> Work order
Print each entry below precisely as it reads.

┌──

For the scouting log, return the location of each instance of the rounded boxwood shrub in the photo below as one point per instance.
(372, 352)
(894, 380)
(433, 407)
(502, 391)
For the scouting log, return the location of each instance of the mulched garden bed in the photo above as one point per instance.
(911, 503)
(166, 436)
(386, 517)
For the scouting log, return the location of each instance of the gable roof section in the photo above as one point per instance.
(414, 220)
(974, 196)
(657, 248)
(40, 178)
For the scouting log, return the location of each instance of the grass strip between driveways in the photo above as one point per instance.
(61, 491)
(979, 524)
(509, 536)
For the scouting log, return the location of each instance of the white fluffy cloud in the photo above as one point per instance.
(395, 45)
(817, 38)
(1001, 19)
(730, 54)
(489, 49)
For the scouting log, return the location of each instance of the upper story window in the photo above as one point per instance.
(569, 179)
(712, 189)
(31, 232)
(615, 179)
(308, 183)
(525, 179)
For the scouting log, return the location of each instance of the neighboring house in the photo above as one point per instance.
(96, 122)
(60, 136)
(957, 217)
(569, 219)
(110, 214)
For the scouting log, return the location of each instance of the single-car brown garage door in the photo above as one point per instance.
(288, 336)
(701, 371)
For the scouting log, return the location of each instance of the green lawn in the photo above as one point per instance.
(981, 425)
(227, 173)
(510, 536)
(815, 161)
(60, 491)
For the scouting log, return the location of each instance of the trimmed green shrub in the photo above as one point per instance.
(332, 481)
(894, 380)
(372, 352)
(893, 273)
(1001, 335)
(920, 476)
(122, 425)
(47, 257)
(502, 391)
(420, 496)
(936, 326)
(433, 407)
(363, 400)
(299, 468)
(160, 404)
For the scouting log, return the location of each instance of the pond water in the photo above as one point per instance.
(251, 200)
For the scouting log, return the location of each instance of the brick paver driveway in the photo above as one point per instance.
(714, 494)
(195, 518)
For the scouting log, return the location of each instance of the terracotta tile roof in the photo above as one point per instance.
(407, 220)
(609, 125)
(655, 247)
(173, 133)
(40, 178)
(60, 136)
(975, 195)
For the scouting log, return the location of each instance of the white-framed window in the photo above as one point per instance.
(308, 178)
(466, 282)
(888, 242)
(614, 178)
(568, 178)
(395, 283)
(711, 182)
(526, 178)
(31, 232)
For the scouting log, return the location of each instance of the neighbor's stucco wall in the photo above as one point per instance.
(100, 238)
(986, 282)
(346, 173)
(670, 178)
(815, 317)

└──

> Result of this exercise
For the scouting log, return the location of each instance of the rounded boxwood shrub in the photo below as one point per instance.
(372, 352)
(894, 380)
(433, 407)
(502, 391)
For the scouting log, return the location of each instance of the mulched garden bed in the photo above as one point per instance.
(911, 503)
(166, 436)
(386, 517)
For the scouting log, return the location of each instance of the gable roof section in the photo above as one point per instance.
(414, 220)
(974, 196)
(657, 248)
(40, 178)
For the scouting log, return the location of each instance of the grass strip between driveways in the photo above as one point per instance.
(61, 491)
(979, 524)
(509, 536)
For the scouting log, return the location of each instance of the white fluffy cloud in the photo above as one point per instance.
(395, 45)
(817, 38)
(1001, 19)
(730, 54)
(489, 49)
For the scouting log, return the location of each instance of the upper story window in the photo above as one point per instance.
(569, 179)
(712, 189)
(31, 232)
(615, 179)
(308, 183)
(525, 179)
For the scouting log, return the location of each instance of the neighboring house in the photo above as one point per instance.
(96, 122)
(60, 136)
(957, 217)
(569, 219)
(110, 214)
For the scouting log, return the location of each instance of the single-car brown garage door in the photo above as one point per instance.
(288, 336)
(701, 371)
For the scouting log, return the location of each instance of the green lawn in the photo above as one point per instance.
(981, 425)
(227, 173)
(510, 536)
(815, 161)
(60, 491)
For the scouting log, return the location of each instance of the trimmed green shrub in the photo above as one point per instance.
(332, 481)
(894, 380)
(372, 352)
(893, 273)
(1001, 335)
(920, 476)
(122, 425)
(47, 257)
(502, 391)
(420, 496)
(936, 326)
(433, 407)
(363, 400)
(299, 468)
(160, 404)
For the scouting log, return the location of each instance of the pond water in the photo above as one point per instance.
(251, 200)
For the scouting log, return the location of each instance of the brick paver driveway in the photo above as one point per instance.
(714, 494)
(195, 518)
For the scouting log, return the location of each instance of the terracotta tile roof in the photo above as one point per instance.
(407, 220)
(609, 125)
(655, 247)
(173, 133)
(40, 178)
(60, 136)
(975, 195)
For the scouting log, return the location of each instance of the white-framed window in the photo above as one point per instance.
(308, 178)
(466, 282)
(888, 242)
(614, 178)
(568, 178)
(395, 283)
(711, 182)
(526, 178)
(31, 232)
For the scouting log, return the location of each instance of the neighbor's stucco wall in the photo above as one point per instance.
(100, 238)
(986, 282)
(346, 173)
(670, 178)
(815, 317)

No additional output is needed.